• TASK LIST:
1. According to the article about Motor Sich, roughly what share of Motor Sich's stock does Skyrizon hold?
2. Reproduce the article about Motor Sich word for word, from "Seven years ago, while" to "the Kyiv Post.".
3. Resume the article about Motor Sich after its final sentence.

• EXCERPT PROVIDED:
........
Frank Tian Xie, John M. Olin Palmetto Chair Professor in Business at the University of South Carolina Aiken, warned of the potential consequences. “It [Skyrizon] could even take the entire Ukrainian company back to China with its people, factories, and technology,” he said.

On Jan. 29, Ukrainian President Volodymyr Zelenskiy imposed sanctions on Beijing Skyrizon Aviation and three other Chinese companies actively seeking to control the aerospace company, by freezing assets and restrictions on trade, entry, capital outflows, and securities transactions.

The return of the jet engine manufacturer, which may bring up a billion-dollar lawsuit, shows that Ukraine “stands with the U.S. even at considerable cost,” said Anders Aslund from the Atlantic Council, a think tank in the field of international affairs, The Wall Street Journal reported on March 16.

“This was an excellent step that the U.S. should greatly appreciate,” Aslund said.

Skyrizon’s Parent Company Known as ‘the Second Huawei’

Motor Sich produces about thirty different types of engines, which power Mi- and Ka-series military helicopters, as well as Antonov An-124 Ruslan and An-225 (Mriya) freighters.

Seven years ago, while China was looking for opportunities to boost its military capabilities, the Russian incursion into Ukraine had caused an operational crisis for the aerospace engine manufacturer.

After Kyiv imposed sanctions on Moscow, nearly half of Motor Sich’s engine output, which was supplying the Russian military, was cut off.

China then became the biggest buyer of Ukrainian arms, at more than $100 million annually, purchasing engines for trainer planes, helicopters, and army tanks, as well as gas turbines for naval vessels, according to the Kyiv Post.

Beijing Skyrizon Aviation, the largest stockholder for Motor Sich, is a subsidiary of Beijing Xinwei Technology Group, current affairs commentator Qin Peng said.

Xinwei, known as “the second Huawei,” is a company involved in defense, military, and public security. The group’s executives indicate a military background, he mentioned.

“Zhang Jixiang, for example, the vice president of Xinwei Group since 2014, was the chief of staff of the Communications Department of the Beijing Military Region, one of seven military regions for China’s People’s Liberation Army.

“Outsiders take it [Skyrizon] as an agency of the CCP’s military,” Qin said.

Skyrizon holds around 75 percent of Motor Sich’s shares, according to a government source cited by Interfax Ukraine.
........
• INFORMATION SUPPLIED:

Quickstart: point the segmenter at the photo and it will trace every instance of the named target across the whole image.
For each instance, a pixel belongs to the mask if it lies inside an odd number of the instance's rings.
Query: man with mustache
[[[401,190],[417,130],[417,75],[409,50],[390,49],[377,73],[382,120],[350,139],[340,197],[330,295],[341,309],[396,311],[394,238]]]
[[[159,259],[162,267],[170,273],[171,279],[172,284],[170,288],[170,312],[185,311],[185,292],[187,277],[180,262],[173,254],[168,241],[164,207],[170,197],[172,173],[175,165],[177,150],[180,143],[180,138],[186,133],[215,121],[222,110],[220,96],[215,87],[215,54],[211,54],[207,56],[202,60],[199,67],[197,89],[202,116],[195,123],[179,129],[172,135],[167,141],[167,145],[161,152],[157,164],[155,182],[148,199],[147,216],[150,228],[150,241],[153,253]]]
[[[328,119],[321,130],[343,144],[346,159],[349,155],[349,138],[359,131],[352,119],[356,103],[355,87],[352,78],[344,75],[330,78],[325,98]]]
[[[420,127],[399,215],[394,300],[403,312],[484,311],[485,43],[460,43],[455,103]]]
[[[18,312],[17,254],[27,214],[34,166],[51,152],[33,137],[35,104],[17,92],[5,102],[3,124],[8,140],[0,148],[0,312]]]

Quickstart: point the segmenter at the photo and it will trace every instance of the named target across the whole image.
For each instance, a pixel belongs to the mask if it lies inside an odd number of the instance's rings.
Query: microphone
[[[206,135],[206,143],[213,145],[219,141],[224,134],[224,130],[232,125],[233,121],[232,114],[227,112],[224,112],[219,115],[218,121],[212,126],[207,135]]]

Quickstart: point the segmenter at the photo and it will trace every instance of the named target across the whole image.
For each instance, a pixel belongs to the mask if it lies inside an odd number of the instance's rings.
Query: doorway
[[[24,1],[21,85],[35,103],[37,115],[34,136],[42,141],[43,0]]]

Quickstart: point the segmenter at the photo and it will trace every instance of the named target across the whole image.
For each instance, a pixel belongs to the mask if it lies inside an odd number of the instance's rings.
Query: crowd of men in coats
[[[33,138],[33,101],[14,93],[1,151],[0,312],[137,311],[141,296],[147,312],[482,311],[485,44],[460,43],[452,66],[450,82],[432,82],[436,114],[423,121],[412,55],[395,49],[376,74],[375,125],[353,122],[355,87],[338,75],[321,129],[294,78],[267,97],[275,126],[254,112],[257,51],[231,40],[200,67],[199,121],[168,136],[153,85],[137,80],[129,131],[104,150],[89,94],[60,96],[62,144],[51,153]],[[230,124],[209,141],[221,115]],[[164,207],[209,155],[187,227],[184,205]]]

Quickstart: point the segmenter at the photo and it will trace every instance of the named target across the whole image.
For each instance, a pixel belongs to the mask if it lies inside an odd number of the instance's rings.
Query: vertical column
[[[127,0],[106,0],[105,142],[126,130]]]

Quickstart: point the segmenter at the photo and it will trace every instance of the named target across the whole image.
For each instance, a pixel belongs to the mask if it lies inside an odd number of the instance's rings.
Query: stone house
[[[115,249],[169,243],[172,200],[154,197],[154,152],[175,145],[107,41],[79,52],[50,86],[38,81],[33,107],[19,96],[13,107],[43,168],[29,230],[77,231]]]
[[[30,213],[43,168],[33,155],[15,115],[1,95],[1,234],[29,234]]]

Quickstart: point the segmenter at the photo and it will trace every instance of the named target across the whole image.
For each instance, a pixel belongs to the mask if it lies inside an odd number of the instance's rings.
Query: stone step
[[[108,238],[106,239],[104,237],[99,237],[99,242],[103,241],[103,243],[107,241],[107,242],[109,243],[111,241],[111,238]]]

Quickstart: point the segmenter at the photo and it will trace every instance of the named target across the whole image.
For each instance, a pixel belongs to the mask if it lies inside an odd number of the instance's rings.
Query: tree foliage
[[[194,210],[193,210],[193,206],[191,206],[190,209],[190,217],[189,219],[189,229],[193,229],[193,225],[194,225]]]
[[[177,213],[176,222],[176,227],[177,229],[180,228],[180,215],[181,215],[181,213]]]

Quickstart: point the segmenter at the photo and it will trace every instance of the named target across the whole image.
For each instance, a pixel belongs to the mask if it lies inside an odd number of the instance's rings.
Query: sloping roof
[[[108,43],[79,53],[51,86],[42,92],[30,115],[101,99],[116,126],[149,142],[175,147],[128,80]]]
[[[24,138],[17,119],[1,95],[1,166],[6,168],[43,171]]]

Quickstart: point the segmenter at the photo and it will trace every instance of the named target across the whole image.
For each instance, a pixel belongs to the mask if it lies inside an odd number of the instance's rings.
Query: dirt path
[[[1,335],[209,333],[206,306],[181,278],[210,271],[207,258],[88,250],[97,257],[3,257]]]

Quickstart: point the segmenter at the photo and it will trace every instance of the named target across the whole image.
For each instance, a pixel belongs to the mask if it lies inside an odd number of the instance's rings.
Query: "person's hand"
........
• RESULTS OF THE TASKS:
1. Around 75 percent.

2.
Seven years ago, while China was looking for opportunities to boost its military capabilities, the Russian incursion into Ukraine had caused an operational crisis for the aerospace engine manufacturer.

After Kyiv imposed sanctions on Moscow, nearly half of Motor Sich’s engine output, which was supplying the Russian military, was cut off.

China then became the biggest buyer of Ukrainian arms, at more than $100 million annually, purchasing engines for trainer planes, helicopters, and army tanks, as well as gas turbines for naval vessels, according to the Kyiv Post.

3.
The shares were frozen in 2017 pending an investigation by Ukraine’s security service

In December 2020, Chinese investors claimed a total of $3.5 billion compensation from Ukraine.

China’s Ministry of Foreign Affairs urged Ukraine on March 12 to “safeguard the legitimate rights and interests of Chinese companies and investors.”

Secretary Danilo made a response on the same day that, “We will only recognize the money that has officially entered the bank accounts that are located in Ukraine,” the Kyiv Post cited.

Chinese Interest in Crimea

Days after Mr. Danilov announced Motor Sich ownership would be returned to Ukraine, a delegation of Chinese businessmen visited Crimea.

Crimea, the strategically valuable Black Sea Ukrainian peninsula, was invaded and annexed by Russia in 2014.

On March 14, the Chinese delegation met with officials of the Russian-backed government, which raised questions by Ukrainian Parliament Member Vadim Rabinovich over Beijing’s change in its strategy toward Crimea.

“China has long retained a neutral position on the Crimea,” Rabinovich posted on Facebook. He said the Chinese businessmen had agreed to establish relations with local enterprises, promote tourism in Crimea, and invest in the resort business.

Deputy Foreign Minister of Ukraine Yevhen Enin commented on March 16 that the recent visit “rudely violate[s] the current legislation of our state.”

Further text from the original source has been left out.